**Source data**

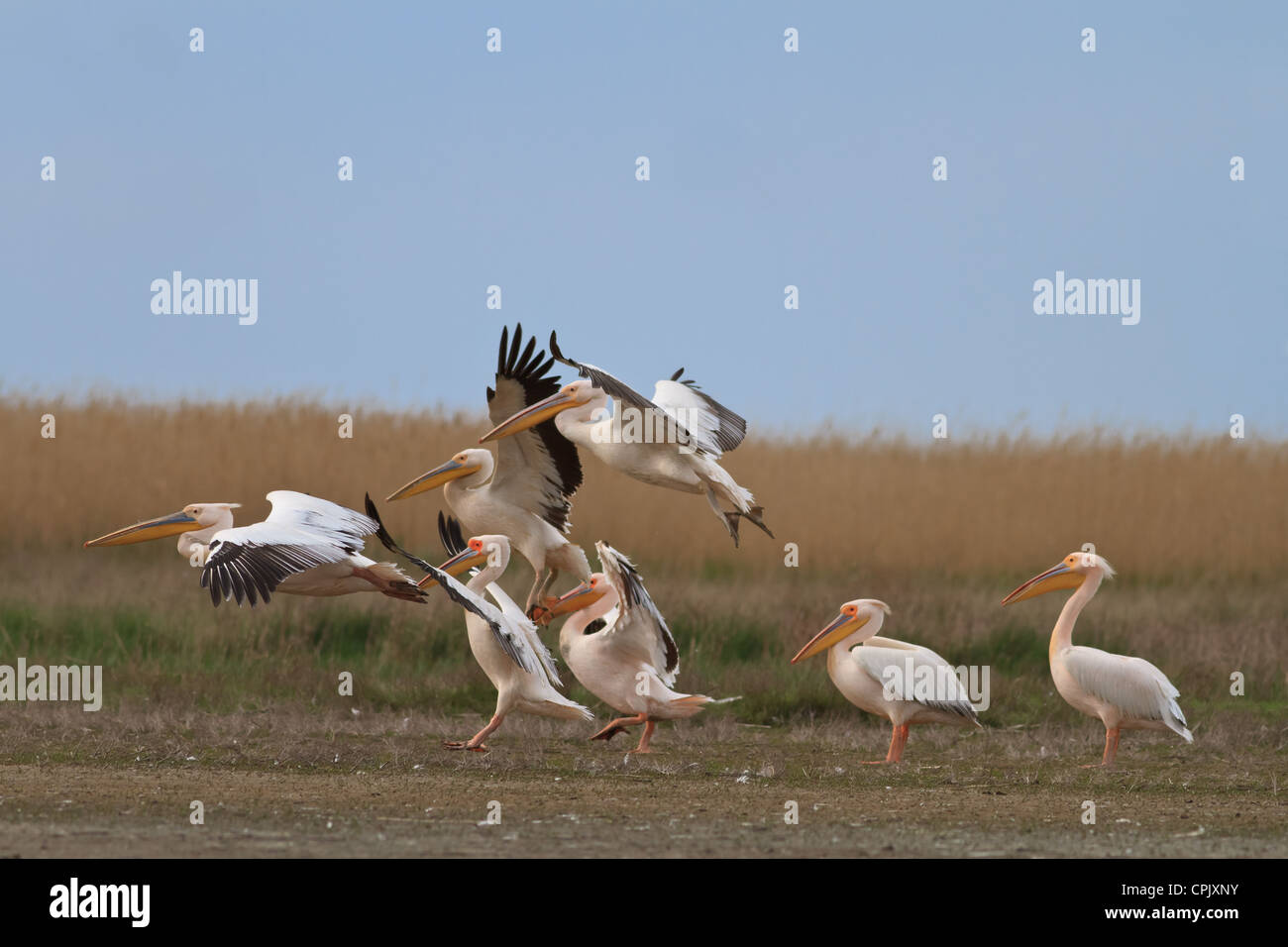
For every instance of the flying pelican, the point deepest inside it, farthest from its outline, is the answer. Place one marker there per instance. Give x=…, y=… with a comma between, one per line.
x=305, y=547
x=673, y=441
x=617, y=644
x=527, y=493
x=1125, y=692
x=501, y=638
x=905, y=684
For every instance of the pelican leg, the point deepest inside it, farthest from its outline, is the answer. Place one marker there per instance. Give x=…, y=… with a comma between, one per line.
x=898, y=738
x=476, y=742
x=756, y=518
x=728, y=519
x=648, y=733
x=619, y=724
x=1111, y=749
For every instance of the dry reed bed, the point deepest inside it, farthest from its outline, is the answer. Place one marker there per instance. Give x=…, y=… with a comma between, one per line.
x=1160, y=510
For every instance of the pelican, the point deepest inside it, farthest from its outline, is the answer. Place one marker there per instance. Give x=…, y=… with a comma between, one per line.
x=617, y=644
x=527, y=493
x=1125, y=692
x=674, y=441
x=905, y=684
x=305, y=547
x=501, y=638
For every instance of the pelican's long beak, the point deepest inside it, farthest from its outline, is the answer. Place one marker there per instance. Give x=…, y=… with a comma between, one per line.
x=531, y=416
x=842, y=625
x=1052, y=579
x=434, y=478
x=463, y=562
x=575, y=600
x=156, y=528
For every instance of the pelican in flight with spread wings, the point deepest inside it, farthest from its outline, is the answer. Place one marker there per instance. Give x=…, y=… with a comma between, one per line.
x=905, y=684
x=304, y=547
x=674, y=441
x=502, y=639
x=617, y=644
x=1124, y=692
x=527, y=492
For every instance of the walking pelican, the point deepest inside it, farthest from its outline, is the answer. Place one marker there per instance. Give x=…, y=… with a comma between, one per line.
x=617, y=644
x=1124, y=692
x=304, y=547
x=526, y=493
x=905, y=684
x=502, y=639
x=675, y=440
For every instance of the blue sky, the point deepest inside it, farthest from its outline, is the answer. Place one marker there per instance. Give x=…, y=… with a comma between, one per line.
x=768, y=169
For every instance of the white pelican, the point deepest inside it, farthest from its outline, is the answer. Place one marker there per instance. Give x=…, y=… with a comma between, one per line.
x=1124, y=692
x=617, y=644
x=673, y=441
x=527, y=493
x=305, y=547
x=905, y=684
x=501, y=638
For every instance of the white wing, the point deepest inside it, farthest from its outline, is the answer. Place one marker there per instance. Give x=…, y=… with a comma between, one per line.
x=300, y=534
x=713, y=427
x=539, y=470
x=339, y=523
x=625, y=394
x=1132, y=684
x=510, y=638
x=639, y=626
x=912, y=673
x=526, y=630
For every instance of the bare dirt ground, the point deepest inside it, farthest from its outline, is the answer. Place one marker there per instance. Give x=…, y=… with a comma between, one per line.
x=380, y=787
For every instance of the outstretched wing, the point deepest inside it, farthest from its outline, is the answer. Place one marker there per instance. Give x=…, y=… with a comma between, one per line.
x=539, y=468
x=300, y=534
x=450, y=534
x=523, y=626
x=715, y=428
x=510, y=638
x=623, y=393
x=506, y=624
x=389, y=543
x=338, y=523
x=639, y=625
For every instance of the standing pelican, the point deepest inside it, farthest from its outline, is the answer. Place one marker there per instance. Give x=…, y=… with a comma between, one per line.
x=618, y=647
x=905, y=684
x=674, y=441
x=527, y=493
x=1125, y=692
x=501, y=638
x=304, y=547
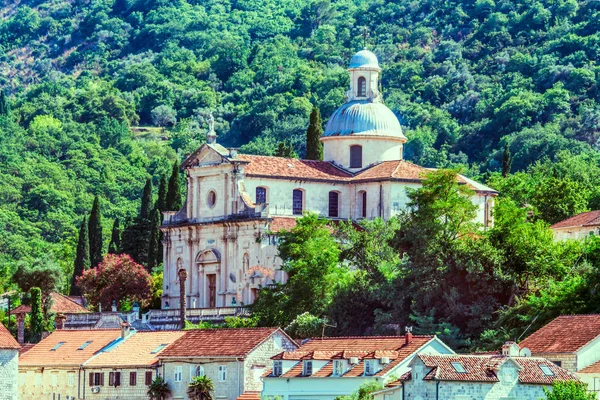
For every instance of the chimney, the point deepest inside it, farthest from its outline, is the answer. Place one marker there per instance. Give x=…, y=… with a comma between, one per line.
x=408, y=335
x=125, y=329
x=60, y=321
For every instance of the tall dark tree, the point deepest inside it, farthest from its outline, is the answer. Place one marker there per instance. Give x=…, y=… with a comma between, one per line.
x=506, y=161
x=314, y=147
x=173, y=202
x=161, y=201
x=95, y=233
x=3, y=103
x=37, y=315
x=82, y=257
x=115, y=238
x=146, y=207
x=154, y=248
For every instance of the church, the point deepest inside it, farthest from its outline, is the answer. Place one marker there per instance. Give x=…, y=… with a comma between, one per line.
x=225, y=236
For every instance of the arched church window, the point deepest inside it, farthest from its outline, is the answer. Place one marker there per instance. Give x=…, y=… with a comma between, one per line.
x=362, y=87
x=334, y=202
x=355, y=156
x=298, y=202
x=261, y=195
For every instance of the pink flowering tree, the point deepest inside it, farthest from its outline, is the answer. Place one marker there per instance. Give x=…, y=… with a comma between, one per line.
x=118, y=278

* * *

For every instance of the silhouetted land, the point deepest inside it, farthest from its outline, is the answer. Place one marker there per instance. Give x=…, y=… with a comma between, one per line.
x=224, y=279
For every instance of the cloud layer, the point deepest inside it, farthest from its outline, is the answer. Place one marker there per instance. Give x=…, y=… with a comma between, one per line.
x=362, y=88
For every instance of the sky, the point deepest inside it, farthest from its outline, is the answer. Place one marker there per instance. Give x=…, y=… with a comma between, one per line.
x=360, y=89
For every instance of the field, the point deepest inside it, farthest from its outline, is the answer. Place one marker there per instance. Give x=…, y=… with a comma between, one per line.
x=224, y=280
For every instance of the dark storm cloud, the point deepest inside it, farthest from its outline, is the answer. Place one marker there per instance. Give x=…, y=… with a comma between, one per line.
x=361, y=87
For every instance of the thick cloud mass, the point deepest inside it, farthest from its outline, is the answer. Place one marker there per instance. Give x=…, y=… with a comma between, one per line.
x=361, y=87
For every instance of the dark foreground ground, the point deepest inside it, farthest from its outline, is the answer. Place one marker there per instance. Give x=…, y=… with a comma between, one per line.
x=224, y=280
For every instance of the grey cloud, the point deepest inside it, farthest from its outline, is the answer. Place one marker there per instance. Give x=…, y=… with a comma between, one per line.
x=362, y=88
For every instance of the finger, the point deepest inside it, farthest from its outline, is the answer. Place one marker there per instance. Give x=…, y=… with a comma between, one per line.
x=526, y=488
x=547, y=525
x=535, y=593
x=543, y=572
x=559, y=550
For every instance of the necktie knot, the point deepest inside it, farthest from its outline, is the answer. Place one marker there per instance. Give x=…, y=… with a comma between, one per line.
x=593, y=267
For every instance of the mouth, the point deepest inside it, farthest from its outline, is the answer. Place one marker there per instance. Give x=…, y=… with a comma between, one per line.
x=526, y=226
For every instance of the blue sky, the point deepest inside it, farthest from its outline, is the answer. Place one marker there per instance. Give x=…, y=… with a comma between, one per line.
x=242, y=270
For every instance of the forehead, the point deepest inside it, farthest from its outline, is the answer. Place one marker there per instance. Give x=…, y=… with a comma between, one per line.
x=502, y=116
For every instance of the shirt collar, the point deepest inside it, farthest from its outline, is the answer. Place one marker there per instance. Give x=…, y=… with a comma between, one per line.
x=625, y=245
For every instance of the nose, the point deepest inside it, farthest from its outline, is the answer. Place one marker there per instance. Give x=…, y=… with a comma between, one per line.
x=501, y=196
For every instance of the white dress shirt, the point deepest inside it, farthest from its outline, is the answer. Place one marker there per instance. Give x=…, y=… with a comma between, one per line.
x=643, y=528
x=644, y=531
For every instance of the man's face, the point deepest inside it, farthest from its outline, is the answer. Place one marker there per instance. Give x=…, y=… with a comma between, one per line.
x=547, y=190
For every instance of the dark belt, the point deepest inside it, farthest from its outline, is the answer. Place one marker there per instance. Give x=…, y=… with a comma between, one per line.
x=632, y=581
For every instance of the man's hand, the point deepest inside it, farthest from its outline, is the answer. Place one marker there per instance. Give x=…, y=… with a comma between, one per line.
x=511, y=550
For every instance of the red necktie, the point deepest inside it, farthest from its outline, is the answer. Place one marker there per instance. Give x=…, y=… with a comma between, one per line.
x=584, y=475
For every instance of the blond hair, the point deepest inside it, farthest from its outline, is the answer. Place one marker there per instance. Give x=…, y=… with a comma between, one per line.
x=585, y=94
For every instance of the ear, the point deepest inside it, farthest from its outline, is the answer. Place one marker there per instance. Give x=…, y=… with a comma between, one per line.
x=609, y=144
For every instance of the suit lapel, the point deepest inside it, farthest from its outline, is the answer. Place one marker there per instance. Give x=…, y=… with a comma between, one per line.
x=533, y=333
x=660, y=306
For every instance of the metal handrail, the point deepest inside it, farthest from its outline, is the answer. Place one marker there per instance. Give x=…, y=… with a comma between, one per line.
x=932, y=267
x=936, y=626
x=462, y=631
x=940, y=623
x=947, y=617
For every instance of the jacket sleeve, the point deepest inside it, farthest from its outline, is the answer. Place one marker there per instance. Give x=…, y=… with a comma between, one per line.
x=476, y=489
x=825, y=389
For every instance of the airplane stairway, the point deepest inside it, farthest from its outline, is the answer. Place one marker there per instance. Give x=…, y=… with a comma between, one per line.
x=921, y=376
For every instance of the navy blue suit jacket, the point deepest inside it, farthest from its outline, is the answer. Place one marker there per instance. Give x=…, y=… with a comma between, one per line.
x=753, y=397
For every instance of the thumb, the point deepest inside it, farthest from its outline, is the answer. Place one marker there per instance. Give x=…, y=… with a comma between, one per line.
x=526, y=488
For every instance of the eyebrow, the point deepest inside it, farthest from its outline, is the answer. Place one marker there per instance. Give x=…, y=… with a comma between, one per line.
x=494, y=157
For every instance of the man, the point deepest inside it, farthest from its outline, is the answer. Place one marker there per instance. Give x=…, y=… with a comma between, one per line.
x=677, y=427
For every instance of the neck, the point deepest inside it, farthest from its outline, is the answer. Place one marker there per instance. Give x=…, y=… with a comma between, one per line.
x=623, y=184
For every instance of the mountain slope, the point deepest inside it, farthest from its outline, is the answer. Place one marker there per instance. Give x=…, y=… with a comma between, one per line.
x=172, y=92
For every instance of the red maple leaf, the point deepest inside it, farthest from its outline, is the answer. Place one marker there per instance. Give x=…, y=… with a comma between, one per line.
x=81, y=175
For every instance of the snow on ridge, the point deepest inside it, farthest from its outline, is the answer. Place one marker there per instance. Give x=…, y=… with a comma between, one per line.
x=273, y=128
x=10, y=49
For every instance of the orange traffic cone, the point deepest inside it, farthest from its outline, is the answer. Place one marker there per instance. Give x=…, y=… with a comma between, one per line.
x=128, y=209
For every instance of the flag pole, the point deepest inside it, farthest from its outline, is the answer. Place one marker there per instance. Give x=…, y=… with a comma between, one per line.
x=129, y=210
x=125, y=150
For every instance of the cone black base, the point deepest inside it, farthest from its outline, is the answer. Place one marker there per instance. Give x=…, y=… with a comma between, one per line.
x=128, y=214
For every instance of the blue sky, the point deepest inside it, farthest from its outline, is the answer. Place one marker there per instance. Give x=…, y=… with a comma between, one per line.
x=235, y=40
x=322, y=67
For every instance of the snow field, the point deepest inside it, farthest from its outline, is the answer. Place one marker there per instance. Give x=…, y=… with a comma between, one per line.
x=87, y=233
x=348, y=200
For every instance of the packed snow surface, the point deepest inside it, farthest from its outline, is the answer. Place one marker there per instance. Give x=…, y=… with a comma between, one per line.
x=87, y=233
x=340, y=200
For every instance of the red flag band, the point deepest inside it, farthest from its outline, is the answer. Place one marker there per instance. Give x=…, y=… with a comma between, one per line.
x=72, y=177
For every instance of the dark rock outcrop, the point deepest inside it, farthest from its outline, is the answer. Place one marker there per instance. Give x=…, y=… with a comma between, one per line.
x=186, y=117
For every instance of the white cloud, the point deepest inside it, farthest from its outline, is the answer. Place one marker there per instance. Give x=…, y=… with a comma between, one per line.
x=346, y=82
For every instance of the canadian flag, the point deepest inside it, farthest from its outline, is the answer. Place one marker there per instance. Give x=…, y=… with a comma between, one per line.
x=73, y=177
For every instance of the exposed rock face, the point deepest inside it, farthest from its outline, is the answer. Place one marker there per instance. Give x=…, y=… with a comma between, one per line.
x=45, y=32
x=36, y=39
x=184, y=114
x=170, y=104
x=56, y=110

==

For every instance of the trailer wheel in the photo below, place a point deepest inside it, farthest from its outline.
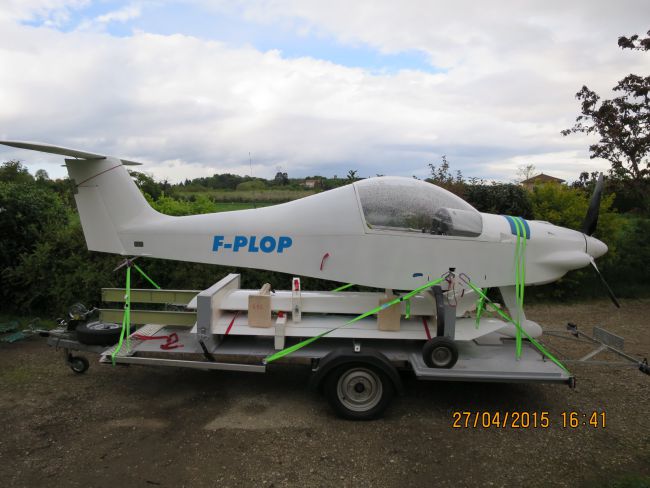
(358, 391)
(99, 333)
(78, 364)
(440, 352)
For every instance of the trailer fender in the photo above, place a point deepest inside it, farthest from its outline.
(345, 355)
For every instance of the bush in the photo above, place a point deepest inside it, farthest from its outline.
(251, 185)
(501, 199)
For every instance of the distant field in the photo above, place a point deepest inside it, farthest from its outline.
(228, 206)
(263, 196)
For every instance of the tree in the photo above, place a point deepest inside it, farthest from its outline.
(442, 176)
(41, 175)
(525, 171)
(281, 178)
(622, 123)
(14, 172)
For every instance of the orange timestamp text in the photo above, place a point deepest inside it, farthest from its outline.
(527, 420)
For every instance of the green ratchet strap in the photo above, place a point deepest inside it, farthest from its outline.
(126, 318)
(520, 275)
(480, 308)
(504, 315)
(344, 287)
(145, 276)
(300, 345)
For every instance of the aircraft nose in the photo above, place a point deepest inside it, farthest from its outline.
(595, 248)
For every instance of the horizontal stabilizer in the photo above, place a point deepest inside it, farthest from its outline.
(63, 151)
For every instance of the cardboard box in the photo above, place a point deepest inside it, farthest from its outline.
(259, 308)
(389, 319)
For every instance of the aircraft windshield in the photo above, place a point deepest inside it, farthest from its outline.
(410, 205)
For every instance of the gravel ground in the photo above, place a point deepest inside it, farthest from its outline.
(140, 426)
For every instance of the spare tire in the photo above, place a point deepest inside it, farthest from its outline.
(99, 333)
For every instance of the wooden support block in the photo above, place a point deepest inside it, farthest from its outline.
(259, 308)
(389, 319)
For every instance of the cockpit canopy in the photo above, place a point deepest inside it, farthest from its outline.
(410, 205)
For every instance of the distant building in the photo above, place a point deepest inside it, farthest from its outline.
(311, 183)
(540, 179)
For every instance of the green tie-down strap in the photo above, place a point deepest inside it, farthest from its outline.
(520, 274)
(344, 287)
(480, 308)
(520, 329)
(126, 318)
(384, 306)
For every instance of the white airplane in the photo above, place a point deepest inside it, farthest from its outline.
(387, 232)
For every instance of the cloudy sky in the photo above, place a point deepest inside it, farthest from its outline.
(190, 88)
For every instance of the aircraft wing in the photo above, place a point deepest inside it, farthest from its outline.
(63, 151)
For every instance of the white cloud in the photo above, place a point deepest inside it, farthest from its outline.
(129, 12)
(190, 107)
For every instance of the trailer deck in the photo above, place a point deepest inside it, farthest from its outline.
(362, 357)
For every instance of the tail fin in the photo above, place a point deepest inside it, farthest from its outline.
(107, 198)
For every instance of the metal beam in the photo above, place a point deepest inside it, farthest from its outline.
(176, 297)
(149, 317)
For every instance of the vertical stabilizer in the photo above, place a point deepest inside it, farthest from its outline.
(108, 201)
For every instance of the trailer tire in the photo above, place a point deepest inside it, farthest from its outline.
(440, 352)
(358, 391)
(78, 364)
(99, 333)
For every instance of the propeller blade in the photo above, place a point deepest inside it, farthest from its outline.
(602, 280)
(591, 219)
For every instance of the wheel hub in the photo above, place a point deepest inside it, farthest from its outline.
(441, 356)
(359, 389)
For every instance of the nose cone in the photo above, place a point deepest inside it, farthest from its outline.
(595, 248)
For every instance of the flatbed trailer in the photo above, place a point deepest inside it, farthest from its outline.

**Aim of the exercise**
Copy the records above exactly, beginning at the line that contains "For every instance of the propeller" and stopping after the line that contains "For every instance of the flatbed".

**Your solution**
For every instance of the propeller blade in the photo above, place a point deepest inside it, farthest from its outline.
(602, 280)
(591, 219)
For every instance of the wheel hub in the photo above, place a point deepest inside it, farthest from its outline.
(441, 356)
(359, 389)
For every instance of the nose cone in the photo above, place a point deepest inside it, farthest from its outline.
(595, 248)
For every instance of the flatbed trailer in the photo above, place a point deepest inside it, farthest from its outline.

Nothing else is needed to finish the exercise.